In the XXI century, the concept of "critical thinking" has gained considerable interest of many researchers. Researchers have posed different definitions of the term "critical thinking", but they are all quite close in meaning. Thus Richard L. Elder & W. Paul defines critical thinking as disciplined, self-directed thinking that illustrates improvements in thought that are appropriate to a specific way or area of thought [7]. Diana Halpern defines critical thinking as the use of cognitive techniques or strategies that increase the probability of achieving the desired outcome. All these definitions imply mental activity, which should be directed to solving a specific cognitive task [6].
Critical thinking is often mistaken for such thought processes as remembering, understanding, and intuitive thinking. It is important to understand that, despite the importance of memory development, memory is not thinking. The development of intelligence is more connected not with the exploitation of memory, but with the development of independent thinking.
Understanding is just one of the preconditions of critical thinking. D. Kluster identifies five aspects that distinguish critical thinking [8]:
1. Critical thinking is independent thinking.
2. Information is the starting point, not the end point of critical thinking.
3. Critical thinking begins with asking questions and understanding the problems that need to be solved.
4. Critical thinking aimed at making a compelling argument.
5. Critical thinking is social thinking.

■ PROBLEM REQUIREMENTS:
Answer these from the passage on critical thinking:
1. How does Diana Halpern define critical thinking?
2. With what does the passage say the development of intelligence is more connected?
3. How many aspects distinguishing critical thinking does D. Kluster identify?

■ PROVIDED INFORMATION:
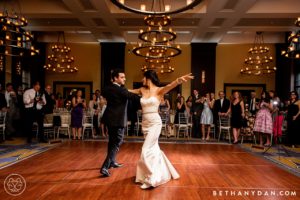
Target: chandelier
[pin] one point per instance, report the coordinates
(156, 7)
(157, 44)
(293, 51)
(60, 60)
(15, 41)
(258, 61)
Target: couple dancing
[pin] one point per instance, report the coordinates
(153, 168)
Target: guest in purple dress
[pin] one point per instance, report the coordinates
(78, 105)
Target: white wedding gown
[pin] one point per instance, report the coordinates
(153, 168)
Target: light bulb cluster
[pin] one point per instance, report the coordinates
(60, 60)
(157, 44)
(293, 51)
(258, 62)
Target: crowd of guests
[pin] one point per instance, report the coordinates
(24, 107)
(268, 111)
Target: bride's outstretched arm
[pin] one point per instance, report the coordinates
(135, 91)
(173, 84)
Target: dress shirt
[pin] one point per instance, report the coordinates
(29, 95)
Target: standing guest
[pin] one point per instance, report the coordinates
(8, 91)
(212, 99)
(78, 104)
(12, 116)
(206, 117)
(253, 103)
(49, 107)
(180, 107)
(196, 110)
(3, 105)
(263, 121)
(59, 101)
(237, 110)
(293, 120)
(164, 107)
(33, 101)
(103, 105)
(277, 117)
(221, 105)
(94, 107)
(189, 104)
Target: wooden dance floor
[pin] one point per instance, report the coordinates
(208, 171)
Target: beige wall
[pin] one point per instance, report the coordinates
(87, 60)
(181, 63)
(230, 59)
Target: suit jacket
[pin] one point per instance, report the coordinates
(250, 108)
(224, 108)
(2, 101)
(196, 107)
(115, 113)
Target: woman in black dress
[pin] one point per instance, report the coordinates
(237, 114)
(293, 119)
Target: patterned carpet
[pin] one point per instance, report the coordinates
(14, 151)
(285, 157)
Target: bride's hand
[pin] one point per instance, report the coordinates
(185, 78)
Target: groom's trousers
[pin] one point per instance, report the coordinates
(115, 139)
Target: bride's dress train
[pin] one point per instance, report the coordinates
(153, 168)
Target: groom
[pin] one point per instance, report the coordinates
(115, 118)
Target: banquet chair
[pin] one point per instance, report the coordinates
(183, 125)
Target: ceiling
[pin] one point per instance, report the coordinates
(220, 21)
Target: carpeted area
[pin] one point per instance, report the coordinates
(285, 157)
(14, 151)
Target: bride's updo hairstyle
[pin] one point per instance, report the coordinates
(152, 75)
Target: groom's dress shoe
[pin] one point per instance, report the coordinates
(105, 172)
(115, 165)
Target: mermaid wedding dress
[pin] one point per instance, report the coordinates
(153, 168)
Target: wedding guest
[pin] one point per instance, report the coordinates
(206, 117)
(78, 104)
(293, 120)
(237, 114)
(196, 110)
(263, 121)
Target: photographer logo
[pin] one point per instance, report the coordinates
(14, 184)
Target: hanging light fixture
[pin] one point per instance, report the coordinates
(60, 60)
(157, 44)
(293, 51)
(258, 62)
(156, 7)
(15, 41)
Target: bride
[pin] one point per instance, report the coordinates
(154, 168)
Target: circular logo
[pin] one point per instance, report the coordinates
(14, 184)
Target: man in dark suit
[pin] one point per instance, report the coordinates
(221, 105)
(252, 103)
(115, 117)
(196, 111)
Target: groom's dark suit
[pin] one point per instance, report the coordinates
(115, 118)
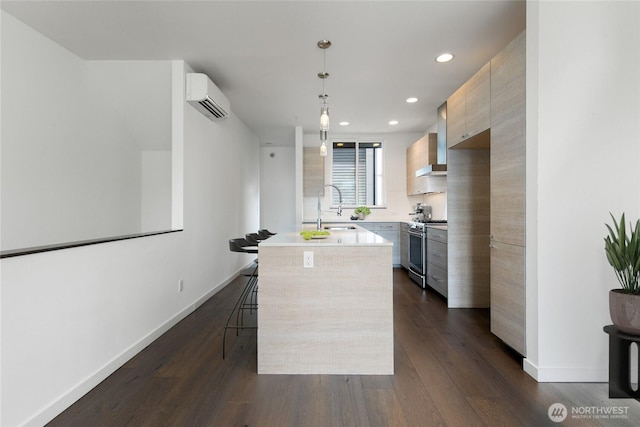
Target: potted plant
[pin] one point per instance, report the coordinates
(362, 211)
(622, 247)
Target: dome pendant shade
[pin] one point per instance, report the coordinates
(324, 118)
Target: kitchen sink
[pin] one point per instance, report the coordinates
(339, 227)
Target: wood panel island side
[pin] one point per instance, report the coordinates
(333, 318)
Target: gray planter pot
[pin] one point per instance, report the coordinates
(625, 311)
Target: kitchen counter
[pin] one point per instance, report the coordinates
(438, 226)
(333, 316)
(357, 237)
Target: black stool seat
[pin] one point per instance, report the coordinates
(248, 296)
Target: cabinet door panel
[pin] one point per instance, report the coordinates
(508, 181)
(456, 127)
(508, 144)
(508, 294)
(508, 80)
(478, 101)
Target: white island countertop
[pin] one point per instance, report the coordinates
(326, 305)
(352, 237)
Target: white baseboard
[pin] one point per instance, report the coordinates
(564, 375)
(70, 397)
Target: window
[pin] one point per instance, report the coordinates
(357, 172)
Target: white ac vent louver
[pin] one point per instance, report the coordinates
(205, 96)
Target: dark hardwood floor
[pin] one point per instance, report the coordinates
(449, 370)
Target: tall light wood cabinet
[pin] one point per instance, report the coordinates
(468, 109)
(507, 194)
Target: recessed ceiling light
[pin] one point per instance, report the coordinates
(445, 57)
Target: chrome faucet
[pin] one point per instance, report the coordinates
(321, 192)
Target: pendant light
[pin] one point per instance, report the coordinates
(324, 109)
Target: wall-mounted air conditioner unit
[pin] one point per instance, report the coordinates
(205, 96)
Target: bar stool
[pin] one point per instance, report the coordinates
(243, 246)
(253, 238)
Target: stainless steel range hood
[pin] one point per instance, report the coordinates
(438, 151)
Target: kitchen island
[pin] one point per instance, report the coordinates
(326, 305)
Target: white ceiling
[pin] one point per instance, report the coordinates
(263, 54)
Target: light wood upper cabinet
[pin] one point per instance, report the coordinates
(508, 156)
(468, 109)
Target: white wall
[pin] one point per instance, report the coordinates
(277, 189)
(155, 189)
(397, 203)
(584, 96)
(71, 317)
(72, 137)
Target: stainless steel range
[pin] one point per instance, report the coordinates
(418, 244)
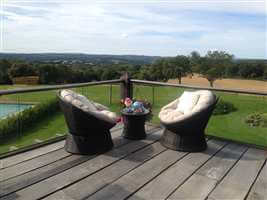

■ CORRECT ANSWER:
1. As the use of cognitive techniques or strategies that increase the probability of achieving the desired outcome.
2. With the development of independent thinking, not the exploitation of memory.
3. Five.